The records below are to be retyped in full. Keep every word.
-- Opening Marker --
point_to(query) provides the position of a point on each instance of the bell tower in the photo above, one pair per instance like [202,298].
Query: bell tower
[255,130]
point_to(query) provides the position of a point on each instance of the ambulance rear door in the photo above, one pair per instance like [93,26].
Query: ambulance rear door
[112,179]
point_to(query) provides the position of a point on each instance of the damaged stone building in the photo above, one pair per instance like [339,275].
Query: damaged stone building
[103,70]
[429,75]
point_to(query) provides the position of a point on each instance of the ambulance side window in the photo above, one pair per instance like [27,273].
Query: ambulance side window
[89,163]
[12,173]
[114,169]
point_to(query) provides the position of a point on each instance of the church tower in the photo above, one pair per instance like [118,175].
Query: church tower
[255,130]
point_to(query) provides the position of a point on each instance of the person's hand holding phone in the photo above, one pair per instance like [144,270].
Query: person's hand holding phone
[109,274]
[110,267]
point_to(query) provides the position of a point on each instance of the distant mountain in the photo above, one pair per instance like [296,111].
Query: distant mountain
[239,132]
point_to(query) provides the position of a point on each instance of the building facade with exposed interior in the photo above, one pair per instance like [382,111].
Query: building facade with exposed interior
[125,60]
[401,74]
-- Closing Marker --
_Written solution_
point_to(query) provides the position of a point on each instance of the bell tower in the photo above, one pair per instance like [202,298].
Query: bell tower
[255,130]
point_to(query) provides the position of a point on each instance of the ambulance rear door in the photo above, one pair per instance like [93,26].
Query: ambulance rear door
[112,179]
point_to(query) provides the position of a point on each instance of the damaged stone building in the photo above, one pair per instance like [339,275].
Query: damaged stone building
[103,70]
[429,75]
point_to(query) provides the position of a point on each instance of the ambulance side window in the photo above, one pair per instance like [27,273].
Query: ambulance side window
[89,163]
[12,173]
[114,169]
point_to(query) provides the position of a point on each instance of the church tower in the photo above, one pair per instance like [118,175].
Query: church tower
[255,130]
point_to(query) provides the position of a point on each instance of the person's hand holding phone in the photo above, one pair per instance like [144,270].
Query: person's hand holding phone
[109,274]
[110,267]
point_to(query) provides the position of a point on each instance of the distant mountain in the photo above, one pair per instance like [296,111].
Query: distant mountain
[239,132]
point_to(query) provides the position of a point on each instance of the building facade with exposed interior in the photo above, one pair per instance like [382,111].
Query: building facade with exposed interior
[125,60]
[401,74]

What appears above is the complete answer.